Extract provided:
Best book series for 5th graders — ever
Anne of Green Gables
by: L. M. Montgomery - (L.C. Page & Co., 1908) 198 pages.
The hook: Anne Shirley is a spirited 11-year-old orphan who can’t believe her luck when she’s sent from the orphanage to live with a pair of unmarried siblings on Prince Edward Island. Her hopes for a real home are dashed when her new guardians, Matthew and Marilla Cuthbert, tell her that the orphanage has made a mistake — they wanted a boy to help them run the family farm. But gregarious, red-haired Anne wins friends on the island, even if her big imagination and unusual upbringing leads her to make mistakes, like wearing wildflowers in her hair to church and adding liniment to a cake instead of vanilla. Kids will connect with this sweetly old-fashioned coming-of-age tale and its numerous sequels.
Want to see the movie? Check out the acclaimed 1985 CBC miniseries, which closely follows the plot of the book.
Perfect for: Kids with big imaginations.
by: Eoin Colfer - (Disney-Hyperion, 2010) 944 pages.
The hook: Artemis Fowl is no regular kid. He happens to be an evil genius — a criminal mastermind with high-tech toys — and all of 12 years old. Delve into the murky underworld of fairies, elves, and other sprites as they battle Artemis in his relentless quest for the fairyfolks’ pot of gold.
Perfect for: Kids too jaded to be entertained by old-fashioned fairies and elves.
The Brotherband Chronicles
by: John Flanagan - (Puffin Books, 2012) 464 pages.
The hook: Hal, 16, has been waiting for the day when he can start brotherband training, a rite of passage where he’ll compete against other boys in weapons and navigation skills. But when Hal is stuck on a team of misfits, he must rally his leadership skills to whip his crew into shape. What follows is a thrilling series of pirate adventures (full of age-appropriate action) as Hal and his crew come into their own. Tweens — especially boys — who love survivalist stories or pirate romps often get hooked on this series, which is a spin-off of the popular Ranger’s Apprentice books.

Material shown:
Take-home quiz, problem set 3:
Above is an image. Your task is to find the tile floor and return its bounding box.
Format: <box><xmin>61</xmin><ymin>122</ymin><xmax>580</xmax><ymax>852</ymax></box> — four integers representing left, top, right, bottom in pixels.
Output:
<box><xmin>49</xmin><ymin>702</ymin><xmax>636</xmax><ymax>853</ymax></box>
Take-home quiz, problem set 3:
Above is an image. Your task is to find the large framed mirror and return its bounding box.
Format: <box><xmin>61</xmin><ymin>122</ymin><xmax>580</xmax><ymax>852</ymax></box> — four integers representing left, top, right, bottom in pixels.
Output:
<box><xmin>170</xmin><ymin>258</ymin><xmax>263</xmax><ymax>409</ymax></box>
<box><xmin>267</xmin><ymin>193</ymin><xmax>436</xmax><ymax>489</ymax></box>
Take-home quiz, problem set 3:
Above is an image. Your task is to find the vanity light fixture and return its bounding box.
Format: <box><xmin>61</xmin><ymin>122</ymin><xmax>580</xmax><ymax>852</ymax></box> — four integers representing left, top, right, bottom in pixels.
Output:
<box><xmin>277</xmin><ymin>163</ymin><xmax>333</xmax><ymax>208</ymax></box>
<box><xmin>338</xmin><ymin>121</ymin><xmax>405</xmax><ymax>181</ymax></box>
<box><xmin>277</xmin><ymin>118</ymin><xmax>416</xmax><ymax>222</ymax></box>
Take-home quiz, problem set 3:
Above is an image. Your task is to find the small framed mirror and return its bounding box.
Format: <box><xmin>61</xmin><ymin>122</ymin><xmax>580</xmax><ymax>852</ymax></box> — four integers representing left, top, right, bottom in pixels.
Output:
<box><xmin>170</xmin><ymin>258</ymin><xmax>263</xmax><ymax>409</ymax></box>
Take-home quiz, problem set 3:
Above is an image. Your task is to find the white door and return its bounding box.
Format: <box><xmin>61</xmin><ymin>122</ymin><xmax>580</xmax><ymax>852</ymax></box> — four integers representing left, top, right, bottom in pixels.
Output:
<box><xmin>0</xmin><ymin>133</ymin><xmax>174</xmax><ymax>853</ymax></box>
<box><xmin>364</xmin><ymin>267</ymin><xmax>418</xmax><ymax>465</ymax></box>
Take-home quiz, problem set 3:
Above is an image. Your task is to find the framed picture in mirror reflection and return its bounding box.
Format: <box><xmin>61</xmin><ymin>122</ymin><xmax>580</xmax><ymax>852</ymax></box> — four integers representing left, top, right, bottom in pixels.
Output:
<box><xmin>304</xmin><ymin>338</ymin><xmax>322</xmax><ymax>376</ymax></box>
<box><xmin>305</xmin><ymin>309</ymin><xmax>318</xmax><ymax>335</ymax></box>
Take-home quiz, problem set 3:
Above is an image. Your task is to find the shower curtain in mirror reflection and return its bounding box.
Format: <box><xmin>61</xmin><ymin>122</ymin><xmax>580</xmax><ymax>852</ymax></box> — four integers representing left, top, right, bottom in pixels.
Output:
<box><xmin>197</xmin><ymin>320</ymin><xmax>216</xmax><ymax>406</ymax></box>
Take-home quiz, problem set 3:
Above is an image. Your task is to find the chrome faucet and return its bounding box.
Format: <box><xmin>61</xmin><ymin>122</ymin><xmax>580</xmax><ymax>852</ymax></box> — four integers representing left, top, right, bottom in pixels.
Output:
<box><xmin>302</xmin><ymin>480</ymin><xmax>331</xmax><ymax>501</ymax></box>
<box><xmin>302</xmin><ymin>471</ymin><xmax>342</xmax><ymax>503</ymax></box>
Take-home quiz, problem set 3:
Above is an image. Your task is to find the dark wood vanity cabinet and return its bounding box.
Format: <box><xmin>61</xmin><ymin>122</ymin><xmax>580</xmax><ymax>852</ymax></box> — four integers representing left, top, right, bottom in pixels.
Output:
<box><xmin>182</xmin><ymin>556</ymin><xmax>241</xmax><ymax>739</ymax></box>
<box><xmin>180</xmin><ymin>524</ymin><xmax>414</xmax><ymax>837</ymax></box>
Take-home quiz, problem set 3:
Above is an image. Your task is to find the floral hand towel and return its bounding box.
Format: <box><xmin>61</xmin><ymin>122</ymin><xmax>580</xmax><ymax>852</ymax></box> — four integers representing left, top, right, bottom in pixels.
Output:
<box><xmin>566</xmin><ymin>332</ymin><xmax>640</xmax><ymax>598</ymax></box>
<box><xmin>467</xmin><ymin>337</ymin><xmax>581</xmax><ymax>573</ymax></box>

Exercise instructions: From the book series list, name every author credited after "by:".

Result for this exercise: L. M. Montgomery, Eoin Colfer, John Flanagan